* [GOAL A]
Count the lines in the records that contain the word "noun", treating uppercase and lowercase as different. Give only the number.

Description
Like other regions of Sub Saharan Africa (SSA), the Economic Community of West African States (ECOWAS) faces many challenges as it strives to reduce poverty and improve the socioeconomic well being of its population. One of the key challenges facing economic growth in the region is limited access to modern energy services and growing energy security challenges. The region faces widespread and unsustainable production and use of traditional biomass (firewood and charcoal). About 80% of the primary energy consumption comes from traditional biomass and over 90% of the population use wood and charcoal for domestic cooking. While biomass is an important energy resource in the region, its traditional use has many negatively impacts on ecosystems, health and the climate. For instance, WHO estimated that nearly 600 000 people died of indoor air pollution in Africa in 2012 (WHO, 2015).
However, there is potential for a transition to a more sustainable future, provided appropriate development pathways are identified, nurtured and supported by relevant policy and regulatory frameworks. Developing modern energy supplies, especially in support of rural development and transforming the agricultural sector by adding value to agricultural products and creating markets for rural farmers is a potentially transformative intervention in the region (World Bank, 2015; IRENA, 2015).

* [EXCERPTED DATA]
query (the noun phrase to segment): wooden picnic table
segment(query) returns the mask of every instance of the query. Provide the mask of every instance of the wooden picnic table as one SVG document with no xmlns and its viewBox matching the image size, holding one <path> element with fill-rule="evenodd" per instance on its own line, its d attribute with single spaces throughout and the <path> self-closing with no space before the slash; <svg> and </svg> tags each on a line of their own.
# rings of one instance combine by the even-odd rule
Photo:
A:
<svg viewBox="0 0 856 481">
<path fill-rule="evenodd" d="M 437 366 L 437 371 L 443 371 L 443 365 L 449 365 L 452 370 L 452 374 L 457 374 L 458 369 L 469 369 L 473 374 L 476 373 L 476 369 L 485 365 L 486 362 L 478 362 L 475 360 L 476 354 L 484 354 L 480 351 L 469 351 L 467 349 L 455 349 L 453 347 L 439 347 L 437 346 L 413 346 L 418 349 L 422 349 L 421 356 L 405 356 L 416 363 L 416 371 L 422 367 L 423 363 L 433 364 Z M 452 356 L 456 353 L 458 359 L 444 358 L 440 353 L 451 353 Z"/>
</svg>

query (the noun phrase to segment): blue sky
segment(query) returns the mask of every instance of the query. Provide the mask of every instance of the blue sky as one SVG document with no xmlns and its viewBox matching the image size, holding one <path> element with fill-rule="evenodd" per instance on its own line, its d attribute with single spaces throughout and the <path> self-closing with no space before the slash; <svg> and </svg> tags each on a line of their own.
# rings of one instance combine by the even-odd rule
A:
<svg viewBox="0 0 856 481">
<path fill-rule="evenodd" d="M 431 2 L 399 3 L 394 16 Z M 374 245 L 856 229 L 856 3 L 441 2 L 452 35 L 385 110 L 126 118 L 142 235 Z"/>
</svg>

* [GOAL B]
Rewrite the passage on energy in West Africa, starting with "Description" and going on through "2012 (WHO, 2015).", with "charcoal" replaced by "wood charcoal".

* [TASK RESULT A]
2

* [TASK RESULT B]
Description
Like other regions of Sub Saharan Africa (SSA), the Economic Community of West African States (ECOWAS) faces many challenges as it strives to reduce poverty and improve the socioeconomic well being of its population. One of the key challenges facing economic growth in the region is limited access to modern energy services and growing energy security challenges. The region faces widespread and unsustainable production and use of traditional biomass (firewood and wood charcoal). About 80% of the primary energy consumption comes from traditional biomass and over 90% of the population use wood and wood charcoal for domestic cooking. While biomass is an important energy resource in the region, its traditional use has many negatively impacts on ecosystems, health and the climate. For instance, WHO estimated that nearly 600 000 people died of indoor air pollution in Africa in 2012 (WHO, 2015).